__JOB__.
Rewrite the rows below, replacing every "provide a point" with "mark a point" and leaving everything else unchanged.

__DATA PROVIDED__.
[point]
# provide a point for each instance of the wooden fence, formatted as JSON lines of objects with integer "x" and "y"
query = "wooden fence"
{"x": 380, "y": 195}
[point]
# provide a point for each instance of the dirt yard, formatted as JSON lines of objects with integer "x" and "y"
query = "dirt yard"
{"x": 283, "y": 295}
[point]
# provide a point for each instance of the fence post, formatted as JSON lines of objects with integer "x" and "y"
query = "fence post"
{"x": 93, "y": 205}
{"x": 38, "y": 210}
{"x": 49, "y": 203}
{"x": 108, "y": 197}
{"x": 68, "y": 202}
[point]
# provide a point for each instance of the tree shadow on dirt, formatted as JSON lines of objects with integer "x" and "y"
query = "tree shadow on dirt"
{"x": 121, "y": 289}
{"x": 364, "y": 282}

__PROBLEM SOLUTION__.
[point]
# mark a point for each instance of the wooden fence, formatted as JSON lines of objects with integer "x" and "y"
query = "wooden fence"
{"x": 380, "y": 195}
[point]
# mark a point for each instance of the dirt yard, formatted as JSON lines of objects with integer "x" and "y"
query = "dirt yard"
{"x": 283, "y": 295}
[point]
# mark a point for each instance of the fence post, formatted as JSON lines of objects with integer "x" and "y"
query = "fence post"
{"x": 93, "y": 205}
{"x": 38, "y": 210}
{"x": 49, "y": 203}
{"x": 108, "y": 197}
{"x": 68, "y": 202}
[point]
# mark a point for each instance of the tree shadow on dirt, formatted as JSON lines of objects with integer "x" and "y"
query = "tree shadow on dirt"
{"x": 121, "y": 289}
{"x": 364, "y": 282}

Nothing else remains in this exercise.